To be done: Please pick out every line of the data below that contains the word "instance" and copy each one.

Input records:
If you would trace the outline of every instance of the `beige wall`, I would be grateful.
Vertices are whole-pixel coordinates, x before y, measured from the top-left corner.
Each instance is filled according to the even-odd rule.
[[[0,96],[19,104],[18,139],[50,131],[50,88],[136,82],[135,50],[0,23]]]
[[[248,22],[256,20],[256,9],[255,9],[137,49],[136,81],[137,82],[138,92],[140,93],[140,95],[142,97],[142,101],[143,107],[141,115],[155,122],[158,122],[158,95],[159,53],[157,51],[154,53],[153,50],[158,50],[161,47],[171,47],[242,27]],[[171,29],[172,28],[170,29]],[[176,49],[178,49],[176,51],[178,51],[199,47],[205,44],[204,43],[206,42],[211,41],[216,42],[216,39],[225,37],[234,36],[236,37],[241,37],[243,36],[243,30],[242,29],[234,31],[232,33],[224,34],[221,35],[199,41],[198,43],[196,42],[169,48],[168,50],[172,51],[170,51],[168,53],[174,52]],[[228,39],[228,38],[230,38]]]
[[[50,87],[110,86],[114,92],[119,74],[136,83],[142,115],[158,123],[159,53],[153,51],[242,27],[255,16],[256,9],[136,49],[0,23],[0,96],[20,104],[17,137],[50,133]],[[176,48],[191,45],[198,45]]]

The response:
If you would trace the outline of every instance of the `beige wall`, I would be grateful.
Each instance is filled according to the even-odd rule.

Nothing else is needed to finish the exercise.